## LISTE DES TÂCHES
A: Relevez, dans l'extrait sur Ergon/Logos, les rôles énumérés dans la phrase commençant par « Comment pourrais-je supporter ».
B: Renommez « trésors » en « joyaux » en recopiant l'extrait sur Ergon/Logos de « Je suis un héros de » à « je suis Ergon. ».

## EXTRAIT CHOISI
>>>

Ergon/Logos

Ergon/Logos (Browser)
Paolo Pedercini

 

« Je suis un héros ». Cette phrase claque sur son fond noir comme une vérité universelle. Sa police large et droite ne laisse planer aucun doute sur la certitude de celui qui la prononce, et on n’oserait le remettre en question, pas plus que Moïse n’osa signaler à Dieu la la légère faute d’accord de son « Je suis celui qui suis ». Je suis un héros, c’est un fait, et c’est bien la moindre des choses quand je joue à un jeu vidéo. Comment pourrais-je supporter n’être que personnage secondaire, figurant, ou pire, antihéros, dans l’histoire que je me tue à écrire ?

 

Je suis un héros de jeu de plateforme, je franchis tous les ravins d’un bond leste. Je n’ai de cesse de collecter des trésors pour attester de ma vaillance. Je saute sur le crâne de monstruosités, et les brise d’un coup de talon. Parfois aussi, je ne fais rien, mais c’est pour mieux me lancer dans l’aventure, car l’aventure ne vient pas à moi, c’est moi qui vais la chercher, avançant toujours de gauche à droite, le sens de la lecture évidemment. Je n’existe que par mes actes, ce sont eux qui me définissent, je suis Ergon.

<<<

## BLOC DE DONNÉES

>>>

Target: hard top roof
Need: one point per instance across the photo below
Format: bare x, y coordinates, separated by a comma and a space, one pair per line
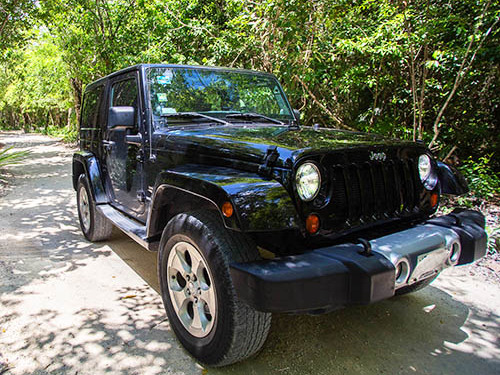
141, 67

<<<

## LES RÉPONSES
A: personnage secondaire, figurant, antihéros

B:
Je suis un héros de jeu de plateforme, je franchis tous les ravins d’un bond leste. Je n’ai de cesse de collecter des joyaux pour attester de ma vaillance. Je saute sur le crâne de monstruosités, et les brise d’un coup de talon. Parfois aussi, je ne fais rien, mais c’est pour mieux me lancer dans l’aventure, car l’aventure ne vient pas à moi, c’est moi qui vais la chercher, avançant toujours de gauche à droite, le sens de la lecture évidemment. Je n’existe que par mes actes, ce sont eux qui me définissent, je suis Ergon.